▸ What to produce
Could you edit the part that opens with the line containing "find white edge" and closes with the line containing "Query: white edge line" so that "yellow center line" stands in place of "white edge line", with everything else left the same? Return only those lines.

▸ Supplied entries
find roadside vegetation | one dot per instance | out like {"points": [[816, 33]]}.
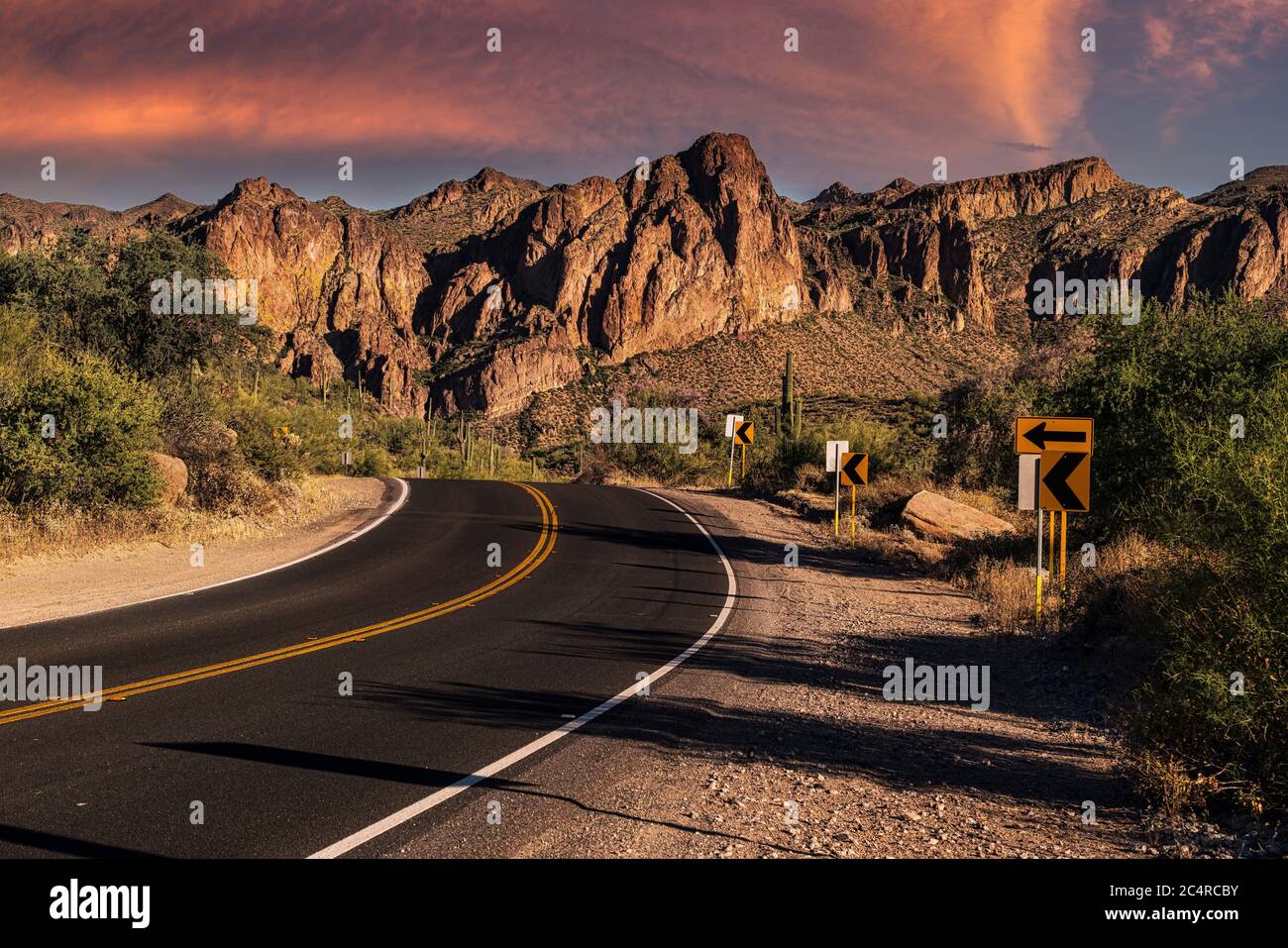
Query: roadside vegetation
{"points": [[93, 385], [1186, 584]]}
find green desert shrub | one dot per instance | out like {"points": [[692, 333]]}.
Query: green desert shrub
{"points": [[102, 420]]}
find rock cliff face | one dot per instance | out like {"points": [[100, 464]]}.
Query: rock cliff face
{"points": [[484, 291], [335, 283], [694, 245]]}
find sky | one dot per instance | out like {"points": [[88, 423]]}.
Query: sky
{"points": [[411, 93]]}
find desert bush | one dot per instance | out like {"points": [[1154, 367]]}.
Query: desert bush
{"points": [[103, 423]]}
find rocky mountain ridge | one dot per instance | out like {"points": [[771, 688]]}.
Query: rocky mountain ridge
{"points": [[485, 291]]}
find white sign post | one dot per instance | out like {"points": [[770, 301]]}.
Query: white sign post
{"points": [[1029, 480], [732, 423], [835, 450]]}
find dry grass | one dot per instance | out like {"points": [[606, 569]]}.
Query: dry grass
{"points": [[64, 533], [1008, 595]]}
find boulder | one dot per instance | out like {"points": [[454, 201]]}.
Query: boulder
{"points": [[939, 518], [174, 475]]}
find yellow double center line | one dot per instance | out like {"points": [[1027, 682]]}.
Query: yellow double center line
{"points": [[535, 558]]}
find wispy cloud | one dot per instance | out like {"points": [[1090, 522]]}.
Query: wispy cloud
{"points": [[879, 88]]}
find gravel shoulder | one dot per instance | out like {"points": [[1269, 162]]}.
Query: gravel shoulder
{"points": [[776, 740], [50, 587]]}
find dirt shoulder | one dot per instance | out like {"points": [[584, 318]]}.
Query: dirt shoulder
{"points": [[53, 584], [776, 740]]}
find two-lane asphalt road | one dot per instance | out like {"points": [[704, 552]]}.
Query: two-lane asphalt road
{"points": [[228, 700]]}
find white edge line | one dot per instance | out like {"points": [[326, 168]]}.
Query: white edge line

...

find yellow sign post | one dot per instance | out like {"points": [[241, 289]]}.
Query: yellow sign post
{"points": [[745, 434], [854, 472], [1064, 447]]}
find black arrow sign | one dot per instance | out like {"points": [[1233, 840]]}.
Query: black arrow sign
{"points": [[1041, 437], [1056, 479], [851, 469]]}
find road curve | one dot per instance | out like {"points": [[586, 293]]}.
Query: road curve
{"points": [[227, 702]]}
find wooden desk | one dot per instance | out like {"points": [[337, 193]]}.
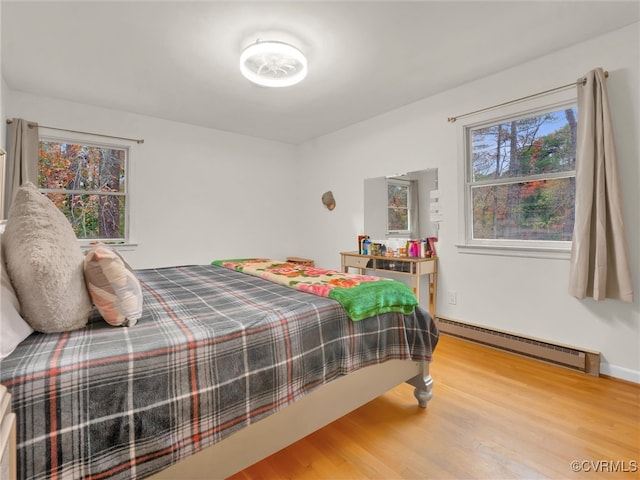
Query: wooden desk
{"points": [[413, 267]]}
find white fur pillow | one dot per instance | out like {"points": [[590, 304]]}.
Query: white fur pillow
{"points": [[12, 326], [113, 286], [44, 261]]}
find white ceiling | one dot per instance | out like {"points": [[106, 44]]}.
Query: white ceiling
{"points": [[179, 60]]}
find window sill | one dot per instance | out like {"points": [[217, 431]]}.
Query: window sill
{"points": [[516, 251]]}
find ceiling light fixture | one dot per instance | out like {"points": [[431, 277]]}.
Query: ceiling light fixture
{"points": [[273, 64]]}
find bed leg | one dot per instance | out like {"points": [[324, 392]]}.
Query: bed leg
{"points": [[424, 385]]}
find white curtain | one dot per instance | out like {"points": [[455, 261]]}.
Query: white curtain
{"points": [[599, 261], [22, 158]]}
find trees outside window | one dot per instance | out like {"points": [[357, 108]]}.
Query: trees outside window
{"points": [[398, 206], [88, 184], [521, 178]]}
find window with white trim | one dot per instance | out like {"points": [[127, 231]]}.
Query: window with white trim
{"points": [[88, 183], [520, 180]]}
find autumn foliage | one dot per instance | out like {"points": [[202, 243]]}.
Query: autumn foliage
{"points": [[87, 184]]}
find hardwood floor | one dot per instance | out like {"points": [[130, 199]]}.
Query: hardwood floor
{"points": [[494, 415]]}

▸ Task result
find yellow center line | one dot per instance | out like {"points": [[326, 168]]}.
Query: yellow center line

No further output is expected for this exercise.